EJERCICIOS PROPUESTOS -
**1)** Según el fragmento del documento, ¿a qué se dedicaba Édouard Charton antes de reconvertirse en periodista?
**2)** Indique si cada una de las siguientes afirmaciones concuerda con el fragmento del documento y cite las palabras exactas que lo deciden: (a) Camille Flammarion fue un astrónomo autodidacta. (b) Los autores franceses mencionados fundaron su estilo de divulgación científica en la primera mitad del siglo XIX. (c) Las encuestas indican que durante las vacaciones las personas leen menos.

┌─ FRAGMENTO DEL DOCUMENTO

Gozo e imaginación para lectores desocupados
Juan Nepote – Edición 506

A Verne le adeudamos cierto gozo infinito durante nuestras horas más ociosas, desde el centro de la Tierra hasta la Luna, pasando por océanos, nubes, máquinas, sin salir físicamente de los márgenes de la página
El verano es un momento especialmente propicio para cierto goce ocioso, muy relacionado con la lectura. Hay encuestas, seguramente perfectibles, que confirman una intuición elemental: durante las vacaciones, las personas —las afortunadas que tienen posibilidad de gozar del ocio— leen con más intensidad y durante un tiempo mayor. Se trata de lecturas para entretenerse, para no aburrirse, para abandonarnos y olvidar dónde estamos, porque andamos de viaje con la imaginación, como en ese tiempo congelado que añoraba María Elena Walsh, cuando “Uno viajaba en libro a todas partes”.
Ahora se repite hasta el cansancio la urgente necesidad de inculcar las ganas de leer por placer. Es decir, de hacer lo que, quizá, siempre hemos hecho, como evidenció Michel Petit: “Todas las sociedades arrojaron sobre la noche estrellada una red de palabras, de historias, de cosmogonías de las que nos apropiamos fragmentos desde la infancia”. En estas vacaciones vale la penar identificar lo mucho que las aventuras lectoras de nuestra infancia le deben a un grupo de fantásticos autores franceses, quienes, a lo largo de la segunda mitad del siglo XIX, fundaron un estilo de divulgación científica asombrosa, provocativa, alegre, gozosa. Como Édouard Charton, un abogado reconvertido en periodista con un interés muy profundo, obsesivo, en la educación; Camille Flammarion, astrónomo autodidacta de boscosa barba y cabellera de espuma oceánica, que adquirió una fama inmensa, sobre todo hacia 1910, cuando el cometa Halley volvió a presentarse ante la humanidad, y en la prensa de todo el planeta recordaron que en su magnética novela La fin du monde había retratado con entusiasta minuciosidad la destrucción del planeta y su eventual reconstrucción; y, sobre todo, Julio Verne, autor de una sugerente obra literaria que incluye más de 80 textos (unas 62 novelas y otros 18 cuentos), y quien, según Jorge Wagensberg, “empezó a ver un interés masivo al reconocer que el conocimiento científico es lo que más podía influir en la vida de los ciudadanos”; Verne, de acuerdo con Jean Franco, transformó en “natural la inclusión de la ciencia en las novelas más logradas”.

└─
┌─ DATOS REGISTRADOS

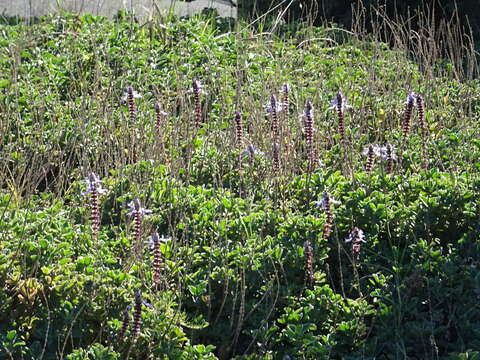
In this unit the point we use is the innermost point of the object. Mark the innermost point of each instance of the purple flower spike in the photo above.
(411, 98)
(341, 102)
(94, 184)
(136, 208)
(356, 237)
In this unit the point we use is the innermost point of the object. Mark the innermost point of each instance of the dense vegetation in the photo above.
(253, 209)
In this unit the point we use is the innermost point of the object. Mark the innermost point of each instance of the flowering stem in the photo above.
(341, 115)
(309, 278)
(198, 104)
(308, 126)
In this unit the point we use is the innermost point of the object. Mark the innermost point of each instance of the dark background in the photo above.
(340, 11)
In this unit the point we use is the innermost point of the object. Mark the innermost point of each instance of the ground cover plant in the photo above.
(193, 189)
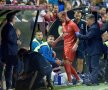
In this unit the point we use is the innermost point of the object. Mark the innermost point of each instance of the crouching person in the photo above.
(34, 62)
(46, 50)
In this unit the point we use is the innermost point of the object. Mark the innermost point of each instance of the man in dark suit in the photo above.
(94, 48)
(9, 48)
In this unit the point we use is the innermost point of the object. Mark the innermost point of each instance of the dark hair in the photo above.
(50, 36)
(22, 52)
(78, 11)
(90, 16)
(10, 16)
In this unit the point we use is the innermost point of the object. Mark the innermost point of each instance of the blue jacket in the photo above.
(94, 40)
(47, 52)
(36, 43)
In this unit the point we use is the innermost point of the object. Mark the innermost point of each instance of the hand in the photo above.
(18, 42)
(74, 48)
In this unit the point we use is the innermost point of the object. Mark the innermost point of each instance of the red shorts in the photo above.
(69, 54)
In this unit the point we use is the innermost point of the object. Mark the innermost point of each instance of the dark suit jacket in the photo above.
(94, 40)
(9, 41)
(105, 27)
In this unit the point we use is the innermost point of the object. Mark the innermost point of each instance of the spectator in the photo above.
(34, 62)
(9, 45)
(102, 14)
(104, 29)
(70, 46)
(45, 50)
(81, 46)
(68, 6)
(37, 40)
(61, 5)
(55, 12)
(94, 48)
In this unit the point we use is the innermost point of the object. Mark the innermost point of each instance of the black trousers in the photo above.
(106, 67)
(93, 67)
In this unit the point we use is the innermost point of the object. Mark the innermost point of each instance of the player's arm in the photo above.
(57, 40)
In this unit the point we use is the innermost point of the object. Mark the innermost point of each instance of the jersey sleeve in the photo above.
(75, 27)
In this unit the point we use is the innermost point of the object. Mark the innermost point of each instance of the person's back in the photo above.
(94, 44)
(8, 43)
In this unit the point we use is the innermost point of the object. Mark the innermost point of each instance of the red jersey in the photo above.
(70, 38)
(69, 35)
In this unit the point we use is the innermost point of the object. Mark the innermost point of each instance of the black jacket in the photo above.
(94, 40)
(9, 41)
(105, 27)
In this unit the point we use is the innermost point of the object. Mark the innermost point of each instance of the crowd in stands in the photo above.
(93, 28)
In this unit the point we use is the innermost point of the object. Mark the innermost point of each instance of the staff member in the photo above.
(9, 48)
(94, 48)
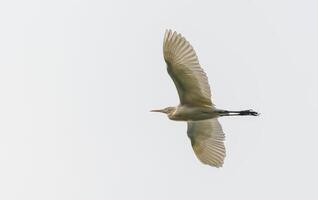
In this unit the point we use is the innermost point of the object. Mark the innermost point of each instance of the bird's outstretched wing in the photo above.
(184, 69)
(207, 141)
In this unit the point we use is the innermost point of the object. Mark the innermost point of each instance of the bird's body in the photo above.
(192, 113)
(196, 107)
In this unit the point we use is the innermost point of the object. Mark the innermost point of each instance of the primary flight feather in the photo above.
(196, 107)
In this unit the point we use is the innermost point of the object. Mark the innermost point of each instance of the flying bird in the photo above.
(196, 107)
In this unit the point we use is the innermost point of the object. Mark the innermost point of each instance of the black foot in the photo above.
(249, 112)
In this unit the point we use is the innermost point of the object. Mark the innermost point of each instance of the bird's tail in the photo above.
(237, 113)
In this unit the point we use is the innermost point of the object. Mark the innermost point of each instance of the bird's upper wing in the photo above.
(207, 141)
(184, 68)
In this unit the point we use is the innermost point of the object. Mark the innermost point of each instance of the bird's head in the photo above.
(167, 110)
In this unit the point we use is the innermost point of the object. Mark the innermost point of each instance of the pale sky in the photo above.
(78, 78)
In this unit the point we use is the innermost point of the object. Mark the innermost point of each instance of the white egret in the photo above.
(196, 107)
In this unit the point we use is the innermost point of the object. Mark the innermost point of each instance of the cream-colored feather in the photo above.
(207, 139)
(184, 69)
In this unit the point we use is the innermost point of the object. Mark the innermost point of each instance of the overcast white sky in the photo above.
(78, 78)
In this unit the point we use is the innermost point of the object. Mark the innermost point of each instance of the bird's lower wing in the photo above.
(207, 139)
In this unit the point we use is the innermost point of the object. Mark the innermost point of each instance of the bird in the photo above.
(195, 107)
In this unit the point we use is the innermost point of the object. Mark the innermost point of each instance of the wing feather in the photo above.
(207, 139)
(184, 69)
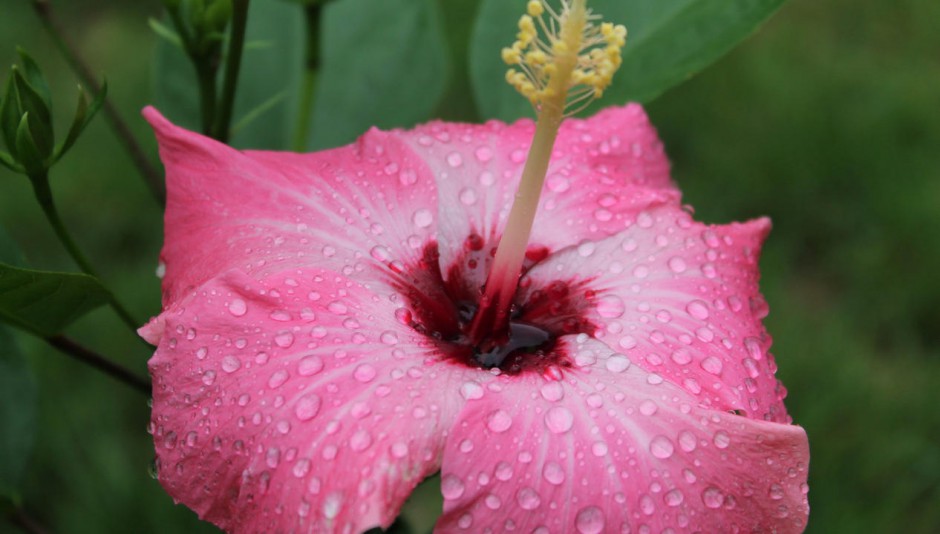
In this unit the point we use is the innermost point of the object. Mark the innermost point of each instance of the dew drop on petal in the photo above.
(610, 306)
(451, 487)
(713, 497)
(712, 365)
(422, 218)
(617, 363)
(721, 439)
(307, 407)
(661, 447)
(673, 497)
(697, 309)
(310, 365)
(230, 364)
(471, 390)
(528, 499)
(589, 520)
(498, 421)
(559, 419)
(238, 307)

└─

RESPUESTAS DEL EJERCICIO -
**1)** Era abogado.

**2)**
(a) Sí: «astrónomo autodidacta de boscosa barba y cabellera de espuma oceánica».
(b) No: «a lo largo de la segunda mitad del siglo XIX».
(c) No: «leen con más intensidad y durante un tiempo mayor».